Point-per-instance localization data
● ● ● ● ● ● ●

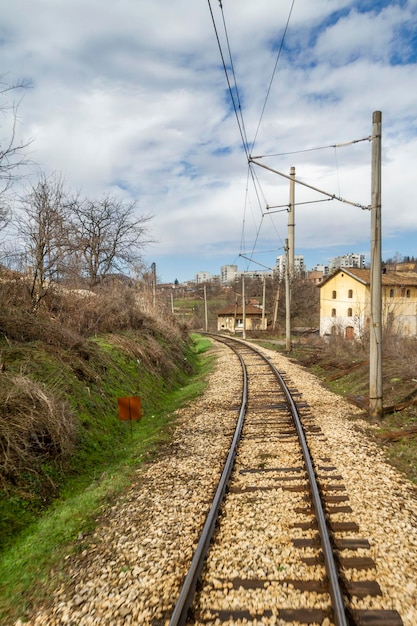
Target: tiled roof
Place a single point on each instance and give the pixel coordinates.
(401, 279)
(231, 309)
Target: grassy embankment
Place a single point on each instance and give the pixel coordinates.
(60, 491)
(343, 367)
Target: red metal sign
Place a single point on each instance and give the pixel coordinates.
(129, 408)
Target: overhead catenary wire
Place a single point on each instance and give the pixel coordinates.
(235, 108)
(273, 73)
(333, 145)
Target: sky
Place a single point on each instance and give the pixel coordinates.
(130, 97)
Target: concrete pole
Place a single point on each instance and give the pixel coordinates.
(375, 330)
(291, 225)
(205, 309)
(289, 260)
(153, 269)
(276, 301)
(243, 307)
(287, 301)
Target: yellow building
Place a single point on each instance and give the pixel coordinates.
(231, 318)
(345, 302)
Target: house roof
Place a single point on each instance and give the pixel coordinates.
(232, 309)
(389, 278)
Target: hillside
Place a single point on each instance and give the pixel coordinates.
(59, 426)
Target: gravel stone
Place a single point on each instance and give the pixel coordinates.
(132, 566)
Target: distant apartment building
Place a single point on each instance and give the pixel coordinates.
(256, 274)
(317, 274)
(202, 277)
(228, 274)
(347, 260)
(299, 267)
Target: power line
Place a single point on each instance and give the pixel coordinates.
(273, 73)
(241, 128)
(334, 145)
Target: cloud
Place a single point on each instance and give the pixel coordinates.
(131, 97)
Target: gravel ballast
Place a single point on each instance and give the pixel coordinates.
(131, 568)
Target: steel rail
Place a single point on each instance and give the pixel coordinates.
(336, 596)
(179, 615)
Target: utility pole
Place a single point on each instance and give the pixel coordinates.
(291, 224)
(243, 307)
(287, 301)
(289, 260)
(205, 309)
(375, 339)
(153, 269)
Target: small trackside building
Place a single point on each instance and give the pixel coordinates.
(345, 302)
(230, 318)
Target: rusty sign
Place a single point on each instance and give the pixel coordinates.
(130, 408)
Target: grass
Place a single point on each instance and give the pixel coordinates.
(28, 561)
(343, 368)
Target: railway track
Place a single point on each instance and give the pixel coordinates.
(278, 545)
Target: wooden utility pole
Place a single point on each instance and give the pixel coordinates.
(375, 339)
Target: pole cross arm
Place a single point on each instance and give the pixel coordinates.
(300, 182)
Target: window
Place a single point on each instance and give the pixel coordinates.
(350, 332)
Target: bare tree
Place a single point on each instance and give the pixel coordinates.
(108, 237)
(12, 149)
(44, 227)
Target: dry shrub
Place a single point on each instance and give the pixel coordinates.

● ● ● ● ● ● ●

* **Exercise requirements**
Please repeat the entries above exactly, leaving out any pictures.

* **Solution for this exercise**
Target: tiled roof
Place a single point on each instance and give the pixel coordinates.
(401, 279)
(231, 309)
Target: grassy embankment
Place a single point on each instance and give the pixel coordinates.
(60, 491)
(343, 367)
Target: red metal sign
Place a single point on each instance and give the pixel coordinates.
(129, 408)
Target: overhead catenary wire
Place a single point on each instance and give the pixel coordinates.
(235, 108)
(273, 73)
(333, 145)
Target: sky
Place a single point on each instance and give the pixel coordinates.
(130, 97)
Target: concrete pole
Place a single point on each instance and give the pixel coordinates.
(375, 330)
(291, 225)
(205, 309)
(289, 260)
(153, 269)
(276, 301)
(243, 307)
(287, 301)
Target: yellow building
Place a single point on each instance and give the pixel coordinates.
(231, 318)
(345, 302)
Target: house roof
Place a single point on each instance and give the pixel coordinates.
(232, 309)
(389, 278)
Target: hillside
Place a single point on each instance and give the pixel coordinates.
(59, 426)
Target: gravel stone
Place a single point on each instance and give the pixel coordinates.
(132, 566)
Target: distant apartment building
Place a single point on each instance and give the pixel coordinates.
(256, 274)
(317, 274)
(202, 277)
(228, 274)
(347, 260)
(299, 267)
Target: power line
Place a single point on each instance and give the pixel coordinates.
(273, 73)
(241, 128)
(334, 145)
Target: cloud
Place a single point on each instance and give the pixel coordinates.
(131, 97)
Target: gravel ballast
Place a single point on each instance and give the pixel coordinates.
(131, 568)
Target: steel rail
Place a single point on each instance and give the pixel coordinates.
(336, 596)
(179, 615)
Target: utility pole
Place a single point on each instance and give the pixel coordinates.
(291, 224)
(243, 307)
(287, 301)
(289, 260)
(205, 309)
(375, 339)
(153, 269)
Target: small trackside building
Place a single point on each instance and give the pixel coordinates.
(345, 302)
(230, 318)
Target: rusty sign
Place a single point on each instance and give the pixel coordinates.
(130, 408)
Target: grass
Place a single point on each instance and give the pixel coordinates.
(28, 561)
(343, 368)
Target: railway track
Place a single point on each instance and give the pixel coordinates.
(278, 545)
Target: wooden utility pole
Place a single point on each instance and give the pixel coordinates.
(375, 339)
Target: pole cross arm
Place a single point on each instance and give the pixel coordinates.
(300, 182)
Target: window
Place a single point on each instance and give the pixel coordinates.
(350, 332)
Target: bare tree
Place a single point on each instance and give the pixel coordinates.
(108, 237)
(12, 149)
(44, 227)
Target: dry shrub
Place a single point on each instance and give the pixel coordinates.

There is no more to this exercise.